▶ _Input data_:
-----
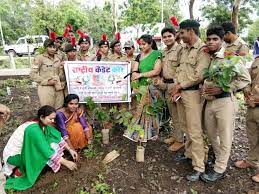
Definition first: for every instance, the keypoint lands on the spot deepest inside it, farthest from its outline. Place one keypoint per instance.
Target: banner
(104, 81)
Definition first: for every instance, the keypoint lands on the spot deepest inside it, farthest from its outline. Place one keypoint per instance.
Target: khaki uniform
(189, 75)
(169, 64)
(252, 118)
(61, 55)
(117, 58)
(43, 69)
(238, 46)
(85, 56)
(220, 113)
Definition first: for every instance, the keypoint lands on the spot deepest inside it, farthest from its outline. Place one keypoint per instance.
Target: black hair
(168, 29)
(229, 27)
(44, 111)
(149, 39)
(69, 98)
(217, 30)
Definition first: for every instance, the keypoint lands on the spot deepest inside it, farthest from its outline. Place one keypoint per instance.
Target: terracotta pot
(140, 153)
(105, 136)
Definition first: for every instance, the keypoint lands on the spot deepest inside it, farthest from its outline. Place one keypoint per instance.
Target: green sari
(36, 152)
(149, 123)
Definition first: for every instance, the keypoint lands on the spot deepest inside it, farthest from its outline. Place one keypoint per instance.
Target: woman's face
(144, 46)
(48, 120)
(73, 105)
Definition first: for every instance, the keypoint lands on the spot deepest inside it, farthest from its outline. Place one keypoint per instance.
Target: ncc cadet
(169, 64)
(104, 47)
(220, 109)
(58, 45)
(84, 43)
(234, 43)
(47, 71)
(116, 50)
(252, 121)
(193, 61)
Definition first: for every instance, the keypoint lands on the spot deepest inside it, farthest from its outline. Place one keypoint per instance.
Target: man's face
(71, 55)
(84, 46)
(185, 35)
(129, 51)
(227, 37)
(104, 49)
(214, 42)
(168, 38)
(51, 50)
(117, 48)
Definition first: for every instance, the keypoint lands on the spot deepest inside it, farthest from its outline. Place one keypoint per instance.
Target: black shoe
(212, 176)
(194, 176)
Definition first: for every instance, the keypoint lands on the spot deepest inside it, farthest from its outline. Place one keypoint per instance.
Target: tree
(219, 11)
(253, 32)
(145, 14)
-----
▶ _Task objective_: Would it be possible to print the records above verbatim, pictures omitted?

▶ _Task result_:
Definition first: for every instance, the keypoint lands on the spot deepest inside it, farthest from its outline. Place one keypoint per instance.
Target: banner
(104, 81)
Definition first: for every instance, the keypoint lands on the spot deepest inside it, farthest from its outline. Place one keypoint per instance.
Target: khaki uniform
(189, 75)
(169, 64)
(252, 118)
(61, 55)
(117, 58)
(43, 69)
(238, 46)
(85, 56)
(220, 113)
Definition first: for every instance, the keypoint lands on the spot deepest inside it, farthest from its outline. Place one keypoint per instance.
Target: black hair
(168, 29)
(229, 27)
(44, 111)
(149, 39)
(69, 98)
(217, 30)
Definition first: for every instance, the keypoint lands on the spot deepest inside it, farthest from its outline. Place one keypoint per instance.
Target: terracotta pot
(140, 153)
(105, 136)
Definition first: for every instance, the keypoint lands on the spot deepest inside it, farthest from its outline. Place one keypoint per instance.
Target: green sari
(36, 152)
(149, 123)
Definition first: for every instance, the keypoint lands on the spot deepest inside it, farthest from its outline. Place one keypoint per instance.
Target: woman's face
(144, 46)
(48, 120)
(73, 105)
Definition first: for every instance, the keypoint lands on the spot deepest inside it, farthest from its outline. Place one keypoint per instance.
Target: ncc cadet
(169, 64)
(104, 47)
(220, 109)
(58, 45)
(84, 43)
(234, 43)
(47, 71)
(116, 50)
(252, 121)
(193, 61)
Definition first: for every instance, the keypoint lands on the spot deepest inside it, farthest from its outline. Place one keypoint per instance.
Target: man's face
(71, 55)
(84, 46)
(185, 35)
(129, 51)
(227, 37)
(104, 49)
(214, 42)
(168, 38)
(51, 50)
(117, 48)
Definition first: for every instance, the keypoint lands on the spot deepest inside it, farthest from its outline. Place one keypoint per instance.
Target: black shoe
(212, 176)
(194, 176)
Definition first: for every instance, the keypoint lands on the spot deepest inside it, farthest from its outline. Place one keypoint per instance.
Target: tree
(219, 11)
(253, 32)
(145, 14)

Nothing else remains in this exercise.